#### Source data
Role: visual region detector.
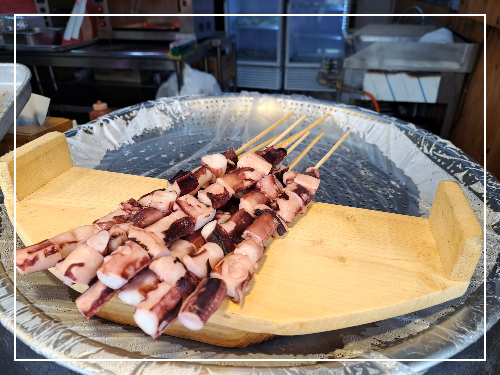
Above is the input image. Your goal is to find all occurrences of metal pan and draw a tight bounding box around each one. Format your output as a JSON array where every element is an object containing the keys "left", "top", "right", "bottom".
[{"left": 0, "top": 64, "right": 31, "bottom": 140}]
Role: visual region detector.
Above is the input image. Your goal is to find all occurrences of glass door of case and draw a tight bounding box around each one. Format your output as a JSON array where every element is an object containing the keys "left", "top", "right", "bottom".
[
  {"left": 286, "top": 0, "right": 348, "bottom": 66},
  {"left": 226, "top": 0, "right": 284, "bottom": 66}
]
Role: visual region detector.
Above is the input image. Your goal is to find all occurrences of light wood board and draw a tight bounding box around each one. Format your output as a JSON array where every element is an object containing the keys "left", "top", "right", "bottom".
########
#### Source data
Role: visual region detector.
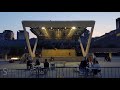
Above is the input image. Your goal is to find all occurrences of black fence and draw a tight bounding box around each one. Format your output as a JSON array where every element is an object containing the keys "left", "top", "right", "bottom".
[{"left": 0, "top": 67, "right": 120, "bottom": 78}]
########
Given task:
Extract every line of the items above that contains the string "keys".

The response:
Above is the input image. Your goal is to find all occurrences of metal pan and draw a tight bounding box around each one. Format your output as a JSON array where every element is an object containing the keys "left", "top", "right", "bottom".
Above is the input image. Your goal is to find all occurrences of glass door of case and draw a tight bounding box around each one. Format your output as a JSON array where every element is an object containing the keys "left", "top", "right", "bottom".
Above is the input image. Your goal is to find all occurrences of light wood board and draw a tight bounding box around each one. Format your output as a JSON array where every element is an object containing the keys "left", "top", "right", "bottom".
Above is the input image. Your goal is to find all occurrences of black fence and draw a tight bounding box around each one. Format your output as a JSON array where every element is an object containing the keys "left", "top", "right", "bottom".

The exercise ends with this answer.